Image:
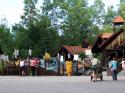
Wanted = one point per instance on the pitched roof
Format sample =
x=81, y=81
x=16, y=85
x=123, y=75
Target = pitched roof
x=106, y=35
x=99, y=41
x=75, y=49
x=109, y=40
x=118, y=19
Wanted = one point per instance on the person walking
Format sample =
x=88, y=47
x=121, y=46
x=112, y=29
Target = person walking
x=113, y=64
x=69, y=67
x=95, y=64
x=123, y=65
x=22, y=67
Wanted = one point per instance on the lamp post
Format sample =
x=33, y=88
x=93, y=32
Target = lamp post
x=76, y=63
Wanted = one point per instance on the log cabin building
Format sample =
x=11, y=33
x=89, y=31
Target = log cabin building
x=69, y=51
x=113, y=44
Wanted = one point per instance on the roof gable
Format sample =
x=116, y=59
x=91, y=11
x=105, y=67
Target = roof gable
x=118, y=19
x=75, y=49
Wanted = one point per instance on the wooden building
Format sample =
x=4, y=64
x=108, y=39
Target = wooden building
x=69, y=51
x=113, y=44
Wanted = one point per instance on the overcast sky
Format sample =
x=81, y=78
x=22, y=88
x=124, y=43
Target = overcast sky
x=12, y=9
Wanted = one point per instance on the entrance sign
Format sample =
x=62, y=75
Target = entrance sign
x=76, y=57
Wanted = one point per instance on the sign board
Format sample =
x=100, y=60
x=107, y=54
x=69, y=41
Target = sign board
x=69, y=55
x=88, y=52
x=76, y=57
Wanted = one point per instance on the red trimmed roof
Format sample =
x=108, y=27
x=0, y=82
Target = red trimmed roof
x=106, y=35
x=118, y=19
x=75, y=49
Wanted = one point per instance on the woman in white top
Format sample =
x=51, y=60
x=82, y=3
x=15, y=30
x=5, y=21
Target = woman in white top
x=22, y=67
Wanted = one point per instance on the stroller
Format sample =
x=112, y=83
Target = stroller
x=98, y=73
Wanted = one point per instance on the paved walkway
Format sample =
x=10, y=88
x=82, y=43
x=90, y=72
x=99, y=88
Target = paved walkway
x=60, y=84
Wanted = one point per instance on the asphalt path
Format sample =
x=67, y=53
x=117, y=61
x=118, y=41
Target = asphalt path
x=60, y=84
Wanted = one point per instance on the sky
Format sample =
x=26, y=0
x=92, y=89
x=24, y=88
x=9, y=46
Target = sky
x=13, y=9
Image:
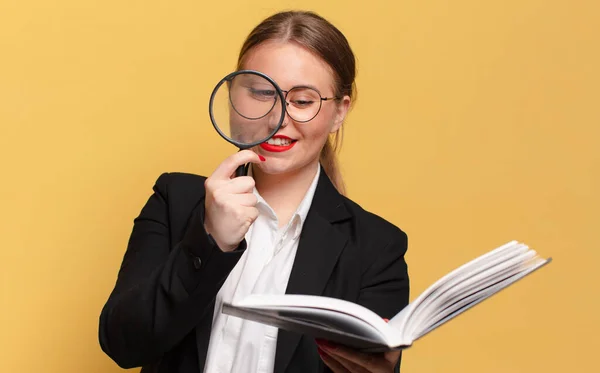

__EXERCISE GOAL__.
Beginning with the line containing "Wanted = one point per instance on the asphalt" and continuing through the end of the listing, write those lines out again with the requests included. Multiply every x and y coordinate in the answers by 1.8 and round to whole numbers, with halves rounding up. Keep the format sample coordinates unchanged, and leave the pictures out.

__RESULT OF THE TASK__.
Wanted = one point per instance on the asphalt path
Format sample =
x=67, y=53
x=117, y=61
x=118, y=41
Target = asphalt path
x=108, y=151
Wanted = one point per instance on the sky
Format sample =
x=26, y=0
x=92, y=89
x=24, y=88
x=9, y=46
Target = sky
x=23, y=16
Image:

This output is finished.